** begin Text extract **
The awards will be granted effective March 21, 2018 (the grant date), and the number of the Company’s common shares of beneficial interest (the “Common Shares”) underlying the awards (that is, the number of Common Shares corresponding to the dollar amounts described below) will be determined using the average per-share closing price of the Common Shares on the New York Stock Exchange for the 20 trading days preceding the grant date, which represents the first 20 trading days after the Company releases its year-end earnings for 2017.
The Committee approved awards of time-based restricted shares to Mr. Barnello in the amount of $1,320,000, to Mr. Fuller in the amount of $470,000 and to Mr. Young in the amount of $625,000. Each award will vest approximately one-third of the awarded amount on January 1, 2019, 2020 and 2021. All of the shares will be issued and outstanding as of the grant date (March 21, 2018), and the awardee will be entitled to receive dividends as declared and paid on the shares and to vote the shares from the grant date.
The Committee approved performance-based awards to Mr. Barnello in a target amount of $1,980,000, to Mr. Fuller in a target amount of $705,000 and to Mr. Young in a target amount of $935,000. The actual amount of each award will be determined after the applicable measuring period and will depend on the “return on invested capital” of the Company and the “total return” of the Common Shares over the applicable measuring period. Each officer may receive as few as zero shares and as many as twice the target amount of shares. One-third of the award will be based on the Company’s return on invested capital compared to the return on invested capital of companies in a designated peer group. One-third of the award will be based on the Company’s total return compared to the total return of companies in a designated peer group. One-third of the award will be based on the amount of the Company’s total return compared to a total return goal.
Return on invested capital is calculated as adjusted funds from operations of a company divided by its book value of long-term indebtedness plus common and preferred equity. Total return is as calculated by the NAREIT Equity Index and is the increase in the market price of a company’s common shares plus dividends declared thereon and assuming such dividends are reinvested.
** end Text extract **
** begin Data for this exercise **
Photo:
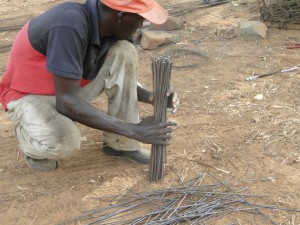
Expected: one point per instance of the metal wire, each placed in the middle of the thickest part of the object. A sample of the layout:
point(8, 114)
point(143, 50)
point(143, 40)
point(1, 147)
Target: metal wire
point(161, 73)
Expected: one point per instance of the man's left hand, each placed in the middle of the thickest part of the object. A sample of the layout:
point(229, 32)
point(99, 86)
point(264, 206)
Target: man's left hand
point(173, 99)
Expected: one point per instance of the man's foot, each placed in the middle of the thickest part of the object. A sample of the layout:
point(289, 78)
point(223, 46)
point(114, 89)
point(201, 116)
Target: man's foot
point(41, 164)
point(141, 156)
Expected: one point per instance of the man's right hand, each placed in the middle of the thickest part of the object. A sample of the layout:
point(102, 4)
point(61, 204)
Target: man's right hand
point(158, 133)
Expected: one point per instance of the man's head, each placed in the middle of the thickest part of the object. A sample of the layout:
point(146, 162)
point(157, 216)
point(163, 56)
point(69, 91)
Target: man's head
point(130, 14)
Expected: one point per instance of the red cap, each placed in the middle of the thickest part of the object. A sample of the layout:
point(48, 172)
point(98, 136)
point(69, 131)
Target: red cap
point(149, 9)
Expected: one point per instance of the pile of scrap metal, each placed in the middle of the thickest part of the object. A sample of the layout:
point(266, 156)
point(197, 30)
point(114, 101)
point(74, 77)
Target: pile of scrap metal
point(284, 13)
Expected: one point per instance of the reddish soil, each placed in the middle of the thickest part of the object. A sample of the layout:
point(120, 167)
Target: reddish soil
point(220, 124)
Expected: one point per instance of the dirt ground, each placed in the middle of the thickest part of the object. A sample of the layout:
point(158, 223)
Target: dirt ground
point(220, 124)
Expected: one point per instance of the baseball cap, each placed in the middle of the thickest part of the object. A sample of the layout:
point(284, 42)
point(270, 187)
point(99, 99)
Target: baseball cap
point(149, 9)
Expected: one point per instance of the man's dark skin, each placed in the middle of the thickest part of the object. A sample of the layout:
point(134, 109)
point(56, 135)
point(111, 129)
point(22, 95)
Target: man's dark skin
point(68, 102)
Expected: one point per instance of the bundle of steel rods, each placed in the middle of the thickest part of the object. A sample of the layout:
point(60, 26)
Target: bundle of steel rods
point(191, 202)
point(161, 74)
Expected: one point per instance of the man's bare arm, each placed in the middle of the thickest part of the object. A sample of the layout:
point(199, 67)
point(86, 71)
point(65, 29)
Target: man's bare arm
point(71, 105)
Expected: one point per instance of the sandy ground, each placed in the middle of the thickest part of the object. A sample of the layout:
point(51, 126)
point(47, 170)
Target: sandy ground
point(220, 124)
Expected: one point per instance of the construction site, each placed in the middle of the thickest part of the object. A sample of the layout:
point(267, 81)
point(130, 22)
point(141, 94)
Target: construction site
point(235, 154)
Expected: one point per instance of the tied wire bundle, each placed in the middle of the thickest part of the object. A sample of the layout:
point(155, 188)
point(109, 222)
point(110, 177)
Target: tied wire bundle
point(161, 74)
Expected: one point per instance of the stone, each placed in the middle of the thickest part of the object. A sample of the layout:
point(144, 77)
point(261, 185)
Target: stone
point(252, 29)
point(172, 23)
point(154, 39)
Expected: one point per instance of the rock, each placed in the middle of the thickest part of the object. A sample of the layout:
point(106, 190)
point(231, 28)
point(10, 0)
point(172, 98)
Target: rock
point(153, 39)
point(172, 23)
point(252, 29)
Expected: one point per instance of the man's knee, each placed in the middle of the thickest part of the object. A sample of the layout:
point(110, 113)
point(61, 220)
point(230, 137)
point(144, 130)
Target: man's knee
point(55, 145)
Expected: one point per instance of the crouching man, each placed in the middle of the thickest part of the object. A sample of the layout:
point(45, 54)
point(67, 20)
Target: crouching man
point(62, 60)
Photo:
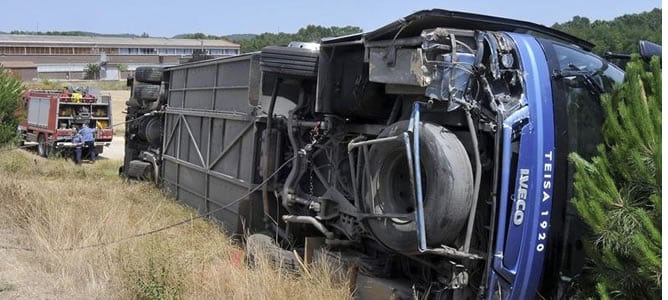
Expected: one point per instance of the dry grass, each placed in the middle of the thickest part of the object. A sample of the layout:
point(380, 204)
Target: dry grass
point(52, 206)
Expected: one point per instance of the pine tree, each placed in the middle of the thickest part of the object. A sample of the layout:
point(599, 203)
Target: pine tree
point(618, 192)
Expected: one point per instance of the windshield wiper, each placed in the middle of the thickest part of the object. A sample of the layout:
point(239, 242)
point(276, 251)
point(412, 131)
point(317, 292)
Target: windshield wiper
point(587, 77)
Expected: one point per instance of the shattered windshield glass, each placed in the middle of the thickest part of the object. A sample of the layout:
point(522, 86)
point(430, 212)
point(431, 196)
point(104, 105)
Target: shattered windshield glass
point(593, 71)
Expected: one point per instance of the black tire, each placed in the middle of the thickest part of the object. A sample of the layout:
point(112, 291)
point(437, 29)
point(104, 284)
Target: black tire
point(447, 181)
point(149, 74)
point(261, 246)
point(42, 146)
point(147, 92)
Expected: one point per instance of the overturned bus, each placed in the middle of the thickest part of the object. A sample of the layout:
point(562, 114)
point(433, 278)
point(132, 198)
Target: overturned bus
point(430, 154)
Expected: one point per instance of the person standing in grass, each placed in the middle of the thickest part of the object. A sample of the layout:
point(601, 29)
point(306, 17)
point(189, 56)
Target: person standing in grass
point(88, 139)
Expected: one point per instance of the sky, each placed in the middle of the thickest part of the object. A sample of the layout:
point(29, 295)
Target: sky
point(169, 18)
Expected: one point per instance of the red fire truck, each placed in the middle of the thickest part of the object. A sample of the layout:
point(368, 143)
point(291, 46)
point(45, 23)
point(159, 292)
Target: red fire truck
point(51, 118)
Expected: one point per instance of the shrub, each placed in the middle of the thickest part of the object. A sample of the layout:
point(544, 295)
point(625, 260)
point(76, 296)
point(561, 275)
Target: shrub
point(10, 90)
point(618, 192)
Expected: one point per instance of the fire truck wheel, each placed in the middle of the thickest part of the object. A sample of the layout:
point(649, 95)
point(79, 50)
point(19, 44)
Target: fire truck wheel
point(447, 185)
point(147, 92)
point(42, 147)
point(149, 74)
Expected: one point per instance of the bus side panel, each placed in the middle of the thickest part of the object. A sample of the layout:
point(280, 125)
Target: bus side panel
point(210, 138)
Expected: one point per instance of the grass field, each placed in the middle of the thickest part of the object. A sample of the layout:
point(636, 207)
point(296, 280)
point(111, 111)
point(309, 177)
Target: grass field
point(61, 213)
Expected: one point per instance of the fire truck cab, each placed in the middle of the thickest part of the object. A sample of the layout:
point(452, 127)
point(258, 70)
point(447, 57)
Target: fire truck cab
point(52, 117)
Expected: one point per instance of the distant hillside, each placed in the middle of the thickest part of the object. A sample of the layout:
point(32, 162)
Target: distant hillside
point(620, 35)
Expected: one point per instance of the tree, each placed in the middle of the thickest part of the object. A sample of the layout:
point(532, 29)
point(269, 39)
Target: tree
point(93, 71)
point(10, 90)
point(620, 35)
point(618, 192)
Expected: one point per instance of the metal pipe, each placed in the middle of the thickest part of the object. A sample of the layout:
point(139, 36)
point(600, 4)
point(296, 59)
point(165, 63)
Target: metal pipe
point(476, 185)
point(352, 145)
point(265, 157)
point(495, 185)
point(411, 175)
point(298, 164)
point(309, 220)
point(351, 162)
point(415, 121)
point(394, 114)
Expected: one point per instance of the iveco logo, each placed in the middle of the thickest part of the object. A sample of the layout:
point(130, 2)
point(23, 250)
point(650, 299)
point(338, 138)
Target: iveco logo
point(521, 199)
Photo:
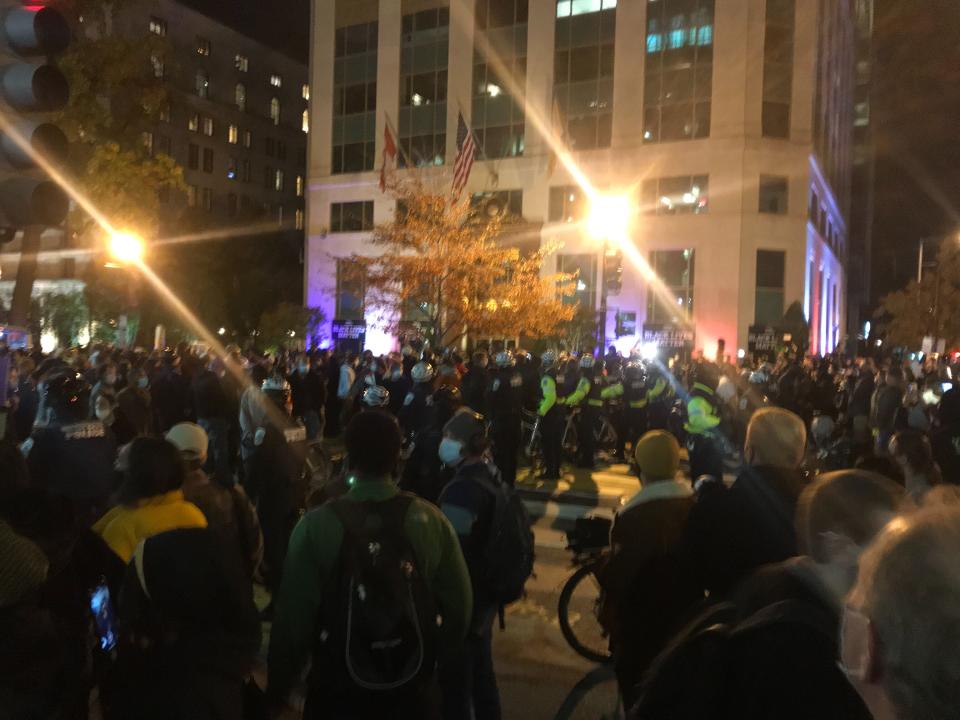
** end Data for this exercise **
• Short task 1: In the rows running from the line with "Expected: one point per instance of the fire truck cab, each" to the line with "point(394, 114)", rename "metal pipe" to "steel pipe" and reproduce only those lines, leaving everything else unchanged.
• Short task 2: Continue the text on the share awards from the point where it stops.
The text and the rows bear no relation to each other.

• Right answer 1:
Expected: one point per instance of the fire truck cab, each placed in the middle of the thickest part of the object. A sample of the layout:
point(452, 127)
point(258, 70)
point(447, 57)
Target: fire truck cab
point(52, 117)
Expected: one point per instance of the distant hillside, each placed in the middle of the thickest part of the object. A sample of the layout:
point(32, 162)
Target: distant hillside
point(620, 35)
Expected: one point per instance of the tree, each placed in the middle of the thickest part of the object. A sample of the layout:
point(532, 29)
point(269, 39)
Target: tree
point(93, 71)
point(10, 90)
point(620, 35)
point(618, 192)
Expected: one point per instance of the steel pipe, each placed in the middle of the thickest part of the object. A sample of the layout:
point(139, 36)
point(600, 4)
point(296, 59)
point(165, 63)
Target: steel pipe
point(476, 185)
point(352, 145)
point(265, 157)
point(495, 185)
point(411, 175)
point(298, 164)
point(309, 220)
point(351, 162)
point(415, 121)
point(394, 114)

• Right answer 2:
After the actual amount of the performance-based award is determined (or earned) on the determination date, the earned shares will be fully vested and generally transferable. Dividends will be deemed to have accrued on all of the earned shares during the measuring period until the determination date. Such accrued dividends on earned shares will be paid to the awardee on the determination date. Thereafter, the awardee is entitled to receive dividends as declared and paid on the earned shares and to vote the shares.
The time-based and performance-based awards were designed to align the executive officers’ interests with those of the Company’s shareholders and are a significant component of overall executive officer compensation.
For 2018, the Committee did not elect to change the annual base salaries or the annual cash incentive bonus targets from 2017 levels for Messrs. Barnello and Young. The Committee approved (i) 2018 annual base salaries for Messrs. Barnello, Fuller and Young of $850,000, $475,000 and $530,000, respectively, and (ii) 2018 annual cash incentive bonus targets for Messrs. Barnello, Fuller and Young of $1,150,000, $350,000 and $410,000, respectively. The actual amount of each bonus will depend on achievement by management of pre-determined management business objectives, the return on invested capital of the Company relative to a designated peer group, the comparable funds from operations of the Company relative to a budget scale established by the Board and the revenue per available room for each of the Company’s hotels relative to the STR Corporate RevPAR Index. The actual bonus may be as great as twice the target bonus.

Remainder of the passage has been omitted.